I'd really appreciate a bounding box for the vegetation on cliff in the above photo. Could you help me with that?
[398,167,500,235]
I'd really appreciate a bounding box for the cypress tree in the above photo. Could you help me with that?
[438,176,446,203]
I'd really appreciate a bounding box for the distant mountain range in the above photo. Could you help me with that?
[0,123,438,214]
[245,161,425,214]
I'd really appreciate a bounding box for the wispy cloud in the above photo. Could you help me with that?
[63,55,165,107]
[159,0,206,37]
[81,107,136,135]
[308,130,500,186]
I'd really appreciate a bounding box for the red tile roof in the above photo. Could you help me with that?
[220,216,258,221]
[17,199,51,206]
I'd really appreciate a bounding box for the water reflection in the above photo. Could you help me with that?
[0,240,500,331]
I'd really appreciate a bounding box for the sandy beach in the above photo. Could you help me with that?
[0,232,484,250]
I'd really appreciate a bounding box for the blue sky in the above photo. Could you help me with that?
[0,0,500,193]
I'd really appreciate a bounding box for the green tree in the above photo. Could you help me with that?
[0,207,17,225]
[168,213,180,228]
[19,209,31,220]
##########
## WRITTEN TASK
Please copy every row above word for word, keeping each one in its original order.

## ANSWER TO THE TASK
I'd really appreciate a bounding box for the vegetation on cliff in the above photo. Could you help me with that?
[398,167,500,235]
I'd really appreciate a bounding box for the cypress tree in the above photo. Could you help me with that?
[438,176,446,203]
I'd really appreciate a bounding box for the distant mountain range in the above photo. Could you help me with that?
[0,123,438,214]
[245,161,425,214]
I'd really appreciate a bounding box for the wispy cloud in the above photo. Could you help me with that?
[63,55,165,107]
[159,0,206,37]
[81,107,136,135]
[308,130,500,186]
I'd really appreciate a bounding box for the red tile roof in the above photo. Could you help me with that?
[220,216,258,221]
[17,199,51,206]
I'd really appreciate a bounding box for the water reflection in the above photo. Could you help me with that?
[0,240,500,331]
I'd really appreciate a bounding box for the sandy beach in the above photo. Could you help me with that?
[0,232,484,250]
I'd really appreciate a bounding box for the blue sky in the above photo. Could you help me with that?
[0,0,500,193]
I'd really appreciate a bounding box for the green tree in the above photo. Could you help me with that?
[0,207,17,225]
[168,213,180,228]
[19,209,31,220]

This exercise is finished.